* [CONSIGNES À SUIVRE] Retapez à l'identique, dans le texte sur Iolanta et Casse-Noisette à Garnier, le passage qui s'ouvre sur les mots contenant "Pour l'opéra, une" et se termine par "des paupières closes.".

* [TEXTE À LIRE]
------------------------------
Iolanta & Casse-Noisette à Garnier, du rêve aveuglant au cauchemar brûlant
Dans cette production où les deux opus s'enchaînent sans interruption (les entractes ont lieu au milieu de chaque œuvre), la représentation de l'opéra Iolanta est le cadeau d'anniversaire offert à Marie (l'héroïne de Casse-Noisette) qui reçoit également un disque vinyle de Casse-Noisette posé sur un gramophone. Marie admire et embrasse les chanteurs (elle finira embrasée par une météorite enflammée s'abattant sur la Terre), elle fond en larmes de joie (elle fondra tordue au sol de pleurs et de douleur), elle s'identifie au personnage de Iolanta, tombe amoureuse comme elle du Comte Vaudémont et plonge dans un ballet où chaque personnage de l'opéra a son double danseur, un rêve qui tourne bien vite et définitivement au cauchemar.
Pour l'opéra, une lucarne carrée ouvre au milieu du cadre de scène sur un petit salon étriqué en forme de demi-ovale. Le lieu et sa forme représentent ainsi l'aveuglement littéral et symbolique dans lequel Iolanta est enfermée par son père : le salon a la forme d'un œil, sa paroi transversale (le cristallin) est voilée par un fin rideau translucide (qui sépare la scène du public) et sa cornée est obstruée puisque les fenêtres au fond du salon sont couvertes de givre et de buée, empêchant de voir tout horizon. Justement, à mesure que l'héroïne découvrira la chaleur de l'amour, la glace fondra, la buée coulera et son amant Vaudémont entrera littéralement par ces fenêtres. Les éclats soudains de lumière (réglés par Gleb Filshtinsky) rappellent l'éblouissement qui frappe derrière des paupières closes.
------------------------------
* [LISTE DES DONNÉES]
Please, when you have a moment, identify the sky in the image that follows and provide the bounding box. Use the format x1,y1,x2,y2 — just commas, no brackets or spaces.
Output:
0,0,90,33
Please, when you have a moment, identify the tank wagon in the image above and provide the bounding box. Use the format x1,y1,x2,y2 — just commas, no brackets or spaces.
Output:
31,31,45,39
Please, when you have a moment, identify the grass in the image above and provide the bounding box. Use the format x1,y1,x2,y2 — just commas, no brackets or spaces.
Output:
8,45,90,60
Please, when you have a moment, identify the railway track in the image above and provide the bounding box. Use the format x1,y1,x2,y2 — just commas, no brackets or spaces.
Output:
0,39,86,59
------------------------------
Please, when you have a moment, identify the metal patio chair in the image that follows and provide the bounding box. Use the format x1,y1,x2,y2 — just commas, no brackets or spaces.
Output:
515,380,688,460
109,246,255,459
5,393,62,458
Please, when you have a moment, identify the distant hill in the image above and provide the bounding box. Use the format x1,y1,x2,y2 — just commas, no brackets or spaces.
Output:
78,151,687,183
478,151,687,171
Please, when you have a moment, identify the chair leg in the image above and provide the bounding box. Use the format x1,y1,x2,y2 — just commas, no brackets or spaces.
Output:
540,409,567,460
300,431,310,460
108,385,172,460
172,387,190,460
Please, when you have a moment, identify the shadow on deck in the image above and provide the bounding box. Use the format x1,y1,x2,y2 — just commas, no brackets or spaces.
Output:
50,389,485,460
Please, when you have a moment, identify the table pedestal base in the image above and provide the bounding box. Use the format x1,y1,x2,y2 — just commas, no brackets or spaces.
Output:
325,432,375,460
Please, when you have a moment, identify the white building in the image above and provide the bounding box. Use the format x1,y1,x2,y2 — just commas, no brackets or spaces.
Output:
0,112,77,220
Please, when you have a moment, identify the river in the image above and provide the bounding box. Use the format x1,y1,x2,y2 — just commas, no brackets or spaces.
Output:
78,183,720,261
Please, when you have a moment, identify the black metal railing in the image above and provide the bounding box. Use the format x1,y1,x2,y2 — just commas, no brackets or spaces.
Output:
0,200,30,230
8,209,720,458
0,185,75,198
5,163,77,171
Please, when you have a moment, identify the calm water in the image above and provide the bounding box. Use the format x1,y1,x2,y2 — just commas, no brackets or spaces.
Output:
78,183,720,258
------------------------------
* [RÉPONSE ATTENDUE]
Pour l'opéra, une lucarne carrée ouvre au milieu du cadre de scène sur un petit salon étriqué en forme de demi-ovale. Le lieu et sa forme représentent ainsi l'aveuglement littéral et symbolique dans lequel Iolanta est enfermée par son père : le salon a la forme d'un œil, sa paroi transversale (le cristallin) est voilée par un fin rideau translucide (qui sépare la scène du public) et sa cornée est obstruée puisque les fenêtres au fond du salon sont couvertes de givre et de buée, empêchant de voir tout horizon. Justement, à mesure que l'héroïne découvrira la chaleur de l'amour, la glace fondra, la buée coulera et son amant Vaudémont entrera littéralement par ces fenêtres. Les éclats soudains de lumière (réglés par Gleb Filshtinsky) rappellent l'éblouissement qui frappe derrière des paupières closes.